[Start of Record extracts]
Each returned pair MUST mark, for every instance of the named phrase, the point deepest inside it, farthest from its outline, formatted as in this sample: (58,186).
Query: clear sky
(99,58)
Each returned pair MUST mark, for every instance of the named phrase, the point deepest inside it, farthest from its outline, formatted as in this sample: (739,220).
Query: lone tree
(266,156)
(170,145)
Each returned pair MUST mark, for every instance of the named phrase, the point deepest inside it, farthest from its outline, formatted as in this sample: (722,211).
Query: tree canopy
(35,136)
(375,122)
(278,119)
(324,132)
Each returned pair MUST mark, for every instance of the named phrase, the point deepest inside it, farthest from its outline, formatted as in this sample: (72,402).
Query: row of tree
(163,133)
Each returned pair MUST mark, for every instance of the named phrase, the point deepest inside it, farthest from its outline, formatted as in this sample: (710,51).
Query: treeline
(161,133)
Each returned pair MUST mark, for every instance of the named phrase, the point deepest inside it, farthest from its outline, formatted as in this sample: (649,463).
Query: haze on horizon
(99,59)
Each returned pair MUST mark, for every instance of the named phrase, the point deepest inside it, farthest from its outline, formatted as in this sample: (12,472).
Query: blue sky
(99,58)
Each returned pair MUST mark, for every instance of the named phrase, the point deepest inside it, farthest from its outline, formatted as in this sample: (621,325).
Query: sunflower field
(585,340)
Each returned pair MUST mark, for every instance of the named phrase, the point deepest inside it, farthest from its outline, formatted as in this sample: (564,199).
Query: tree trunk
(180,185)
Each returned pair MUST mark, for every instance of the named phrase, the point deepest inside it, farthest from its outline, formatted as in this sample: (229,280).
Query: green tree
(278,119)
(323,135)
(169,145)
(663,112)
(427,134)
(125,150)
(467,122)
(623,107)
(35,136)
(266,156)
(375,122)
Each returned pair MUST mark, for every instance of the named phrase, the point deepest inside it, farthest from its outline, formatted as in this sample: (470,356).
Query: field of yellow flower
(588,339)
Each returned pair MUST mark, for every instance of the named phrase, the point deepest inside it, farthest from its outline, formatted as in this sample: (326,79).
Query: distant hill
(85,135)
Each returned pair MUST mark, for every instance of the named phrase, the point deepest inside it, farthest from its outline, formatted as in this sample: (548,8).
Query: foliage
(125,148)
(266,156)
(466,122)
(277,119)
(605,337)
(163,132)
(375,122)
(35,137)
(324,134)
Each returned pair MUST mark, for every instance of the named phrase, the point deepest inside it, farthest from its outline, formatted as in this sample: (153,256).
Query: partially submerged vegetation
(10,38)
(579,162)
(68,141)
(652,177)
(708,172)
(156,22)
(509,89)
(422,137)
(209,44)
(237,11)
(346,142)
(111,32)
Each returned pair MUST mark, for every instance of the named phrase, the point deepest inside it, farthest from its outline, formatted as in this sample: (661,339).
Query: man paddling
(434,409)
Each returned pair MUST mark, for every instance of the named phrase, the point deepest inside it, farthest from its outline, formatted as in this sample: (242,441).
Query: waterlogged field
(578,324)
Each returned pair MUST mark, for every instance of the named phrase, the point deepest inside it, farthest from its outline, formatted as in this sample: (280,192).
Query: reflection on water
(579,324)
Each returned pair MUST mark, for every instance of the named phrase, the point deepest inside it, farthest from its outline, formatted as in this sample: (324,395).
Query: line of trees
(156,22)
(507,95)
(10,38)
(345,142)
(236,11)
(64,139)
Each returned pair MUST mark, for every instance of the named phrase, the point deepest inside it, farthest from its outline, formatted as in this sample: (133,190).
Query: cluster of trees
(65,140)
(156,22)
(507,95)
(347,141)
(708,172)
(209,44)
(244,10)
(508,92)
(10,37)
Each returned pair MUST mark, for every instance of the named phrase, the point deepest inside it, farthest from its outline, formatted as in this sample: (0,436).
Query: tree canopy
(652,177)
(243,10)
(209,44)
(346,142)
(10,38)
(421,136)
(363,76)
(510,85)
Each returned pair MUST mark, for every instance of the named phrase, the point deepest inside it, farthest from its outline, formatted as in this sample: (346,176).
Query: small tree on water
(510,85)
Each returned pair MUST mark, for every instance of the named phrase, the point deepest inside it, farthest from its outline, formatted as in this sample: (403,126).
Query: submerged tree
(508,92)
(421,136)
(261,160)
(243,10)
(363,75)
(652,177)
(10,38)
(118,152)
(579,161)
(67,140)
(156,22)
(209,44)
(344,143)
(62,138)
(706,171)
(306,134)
[End of Record extracts]
• [Problem details]: Nothing but the lines from the line with "this sample: (133,190)." to the last line of the listing above should appear; please retype them exactly, both ends included.

• [Output for this task]:
Each returned pair MUST mark, for every instance of the named phrase, the point deepest inside it, farthest from its outline, formatted as in this sample: (133,190).
Query: cluster of trees
(65,140)
(156,22)
(507,95)
(347,141)
(708,172)
(209,44)
(244,10)
(508,92)
(10,37)
Each returned pair MUST mark, for every instance of the named phrase, the point deepest inside it, farthest from its outline, formatted as in this sample: (0,436).
Query: tree canopy
(652,177)
(243,10)
(209,44)
(346,142)
(10,38)
(421,136)
(363,76)
(510,85)
Each returned pair MUST mark, for every instance of the named phrase, the point deepest inside it, farthest from its outline, formatted as in this sample: (346,176).
Query: small tree on water
(510,85)
Each returned pair MUST mark, for every instance of the named phrase, the point deepest inside it, farthest from its outline, formatted as in this sample: (403,126).
Query: submerged tree
(508,92)
(421,136)
(261,160)
(243,10)
(363,75)
(652,177)
(10,38)
(118,152)
(579,161)
(67,140)
(156,22)
(209,44)
(344,143)
(62,138)
(706,171)
(306,134)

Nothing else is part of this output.